- **PAGE EXCERPT**
The internet can make you or break you, sometimes you get it right, sometimes you can get it wrong. Sometimes people within companies hit the ‘send’ button without really checking their work.
That’s the only possible explanation for the online hilarity created by a photo sent out by the Musee de l’Armee in Paris, promoting an exhibition of war memorabilia from the Battle of Waterloo, the conflict that put Bonaparte in his place and sent him scurrying off in defeat.
One of the pieces of armor is a breastplate worn by a young French soldier, Antoine Fauveau. There is a significant hole in the front on the right side, not over top the heart but not far from it. The gaping hole goes right through the armour and exits on the rear side.
Museum staff made the mistake of explaining that the young man had been “wounded” by the hit from a nine pound cannonball. Immediately, social media users from across the globe seized on the understatement as an error of epic proportions.
They took great glee in making fun of the video and its caption, as the size of the hole makes it clear that the poor young man must have died, not simply been wounded. Other humorous theories abounded online about his death, including this witty comment from one user: “The CDC (Center For Disease Control in Atlanta) ruled he died from the Black Plague.”
Some social media subscribers compared the soldier’s wound to the knight in “In Search Of the Holy Grail” film by the Monty Python troupe. In the movie, as a knight battles and jousts with another warrior and loses limb after limb, he keeps pronouncing, “Tis but a scratch!” until there is nothing left but a torso and head.
The battle, which ushered in the end of French imperialism and saw Napoleon exiled to Elba, happened in Waterloo, Belgium, in 1815.
Reactions by those online who saw the video and leapt on the opportunity to poke fun was not welcomed unanimously by all viewers.

- **ACTIVITY LIST**
**A)** Answer these questions about the Waterloo breastplate article. Put each answer on its own line, marked (i), (ii), (iii) to match.
(i) What was the name of the young French soldier who wore the breastplate?
(ii) How heavy was the cannonball that museum staff said hit him?
(iii) What line does the knight keep saying in the Monty Python film?
**B)** Print the part of the Waterloo breastplate article starting at "One of the pieces" and ending at "the rear side.".
**C)** Give the text that follows in the article about the Waterloo breastplate, picking up after its last sentence.

- **RECORDS PROVIDED**
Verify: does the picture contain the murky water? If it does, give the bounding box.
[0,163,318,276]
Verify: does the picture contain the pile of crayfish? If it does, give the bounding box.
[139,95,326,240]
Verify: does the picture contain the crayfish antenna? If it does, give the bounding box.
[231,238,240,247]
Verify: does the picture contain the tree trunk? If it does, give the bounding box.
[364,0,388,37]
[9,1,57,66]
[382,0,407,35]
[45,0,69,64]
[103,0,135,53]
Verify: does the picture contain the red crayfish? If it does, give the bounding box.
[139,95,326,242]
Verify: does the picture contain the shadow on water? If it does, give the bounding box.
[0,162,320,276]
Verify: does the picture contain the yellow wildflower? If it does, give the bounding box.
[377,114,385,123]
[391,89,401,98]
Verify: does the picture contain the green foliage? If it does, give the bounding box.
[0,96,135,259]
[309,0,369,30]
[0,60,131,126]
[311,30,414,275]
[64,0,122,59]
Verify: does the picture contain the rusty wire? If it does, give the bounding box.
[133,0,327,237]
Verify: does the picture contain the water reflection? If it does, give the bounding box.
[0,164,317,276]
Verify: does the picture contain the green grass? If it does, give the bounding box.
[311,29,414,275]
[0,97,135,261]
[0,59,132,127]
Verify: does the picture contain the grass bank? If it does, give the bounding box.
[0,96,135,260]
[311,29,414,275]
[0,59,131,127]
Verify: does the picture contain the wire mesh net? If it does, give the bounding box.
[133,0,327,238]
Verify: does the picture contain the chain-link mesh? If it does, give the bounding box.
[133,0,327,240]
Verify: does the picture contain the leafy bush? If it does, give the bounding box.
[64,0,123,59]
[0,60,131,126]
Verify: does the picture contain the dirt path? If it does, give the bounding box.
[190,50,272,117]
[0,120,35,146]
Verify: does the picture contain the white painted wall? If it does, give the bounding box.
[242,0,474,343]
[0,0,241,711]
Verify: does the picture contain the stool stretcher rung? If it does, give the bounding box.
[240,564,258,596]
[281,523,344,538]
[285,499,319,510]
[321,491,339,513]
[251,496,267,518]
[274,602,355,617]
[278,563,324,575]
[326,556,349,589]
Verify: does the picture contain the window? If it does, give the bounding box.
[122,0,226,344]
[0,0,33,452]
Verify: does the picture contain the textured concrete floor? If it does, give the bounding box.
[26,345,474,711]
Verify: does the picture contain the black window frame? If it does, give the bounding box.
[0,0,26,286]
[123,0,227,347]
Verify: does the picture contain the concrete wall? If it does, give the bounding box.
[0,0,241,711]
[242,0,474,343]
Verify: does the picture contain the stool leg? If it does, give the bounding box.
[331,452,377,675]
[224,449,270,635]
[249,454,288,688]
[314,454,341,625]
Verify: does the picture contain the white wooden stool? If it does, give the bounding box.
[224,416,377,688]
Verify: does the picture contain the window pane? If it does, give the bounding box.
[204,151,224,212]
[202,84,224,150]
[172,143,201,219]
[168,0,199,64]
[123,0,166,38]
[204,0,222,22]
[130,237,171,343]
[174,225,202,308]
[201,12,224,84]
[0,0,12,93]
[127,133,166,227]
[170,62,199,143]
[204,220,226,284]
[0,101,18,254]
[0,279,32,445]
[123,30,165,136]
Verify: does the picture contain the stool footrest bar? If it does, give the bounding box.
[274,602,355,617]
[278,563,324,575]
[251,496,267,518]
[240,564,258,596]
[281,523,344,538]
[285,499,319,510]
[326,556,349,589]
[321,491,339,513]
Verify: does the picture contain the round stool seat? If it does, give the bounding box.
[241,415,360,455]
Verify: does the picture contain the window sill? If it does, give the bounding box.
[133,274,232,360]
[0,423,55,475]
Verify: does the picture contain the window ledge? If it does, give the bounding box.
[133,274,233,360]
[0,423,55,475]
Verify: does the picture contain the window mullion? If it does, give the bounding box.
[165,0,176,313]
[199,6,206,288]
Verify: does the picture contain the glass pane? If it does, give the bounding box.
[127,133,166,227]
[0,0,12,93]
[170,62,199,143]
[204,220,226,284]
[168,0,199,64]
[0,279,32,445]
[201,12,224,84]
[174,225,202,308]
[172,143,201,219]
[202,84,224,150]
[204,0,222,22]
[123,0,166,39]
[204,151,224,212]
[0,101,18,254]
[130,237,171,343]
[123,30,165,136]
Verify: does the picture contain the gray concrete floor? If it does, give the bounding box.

- **ANSWERS BY ITEM NUMBER**
**A)**
(i) Antoine Fauveau
(ii) Nine pounds
(iii) "Tis but a scratch!"

**B)**
One of the pieces of armor is a breastplate worn by a young French soldier, Antoine Fauveau. There is a significant hole in the front on the right side, not over top the heart but not far from it. The gaping hole goes right through the armour and exits on the rear side.

**C)**
As seems to always be the case these days, one individual took exception to people having a laugh at the expense of the man who died while fighting. Tony Pollard is a professor of conflict history and archaeology at the University of Glasgow. He found the jokes to all be in poor taste, and said so on his Twitter feed.
“It might not seem so funny if we knew more about the man and his death,” Pollard sniffed. He went on to say that Fauveau would have endured “massive trauma,” and that the breastplate may have temporarily held his torso and organs together.
Ultimately, however, he would have had an agonizing death, according to Pollard. His body then would have been chucked into an open grave filled with the bodies of many soldiers.
It’s astonishing that Fauveau was ever identified. But because he was carrying a pay packet of sorts with his name on it, officials eventually were able to ascribe a name to the breastplate. Other details found on him said that he was a blue-eyed, fair haired young man who was about to be married.
Of course every soldier’s death in war is a tragedy. But it’s also a tragedy that, particularly in these unsteady times, a little humour found in something that occurred so long ago is criticized as insensitive and uncaring. No doubt the Tweets were meant in good fun, and certainly they are a refreshing change from the mean-spirited, polarizing harangues we see on every issue nowadays, from politics to popular culture.
Is History’ Most Iconic Piece of Armor a Fake?
What started off as a social media post that went viral has led to a massive question – is this iconic piece of armor and its famous story actually fake.
Will this story going viral it piqued the interest of former Scotland Yard detective David Videcette. His experience in solving crime, ballistics and gunshot injuries leads him to believe that this piece of armor and the story behind is completely fake and historians, researchers and the public have been conned.
Videcette has measured both the entry and exit holes which leads him to state FAKE. For example, both entry and exit holes are too big for the cannon used on the battlefield that day.
He goes on to explain: It’s well known that the largest piece of artillery the British and its allies had on the battlefield of Waterloo was a 9lb cannon. These 9lb cannons fired solid metal cannonballs of four inches or 10cm in diameter – too small to have made a 12cm entry hole in the breastplate of the cuirass. The French had larger artillery on the battlefield that day, but even their largest cannon fell slightly short of being able to make a 12cm hole.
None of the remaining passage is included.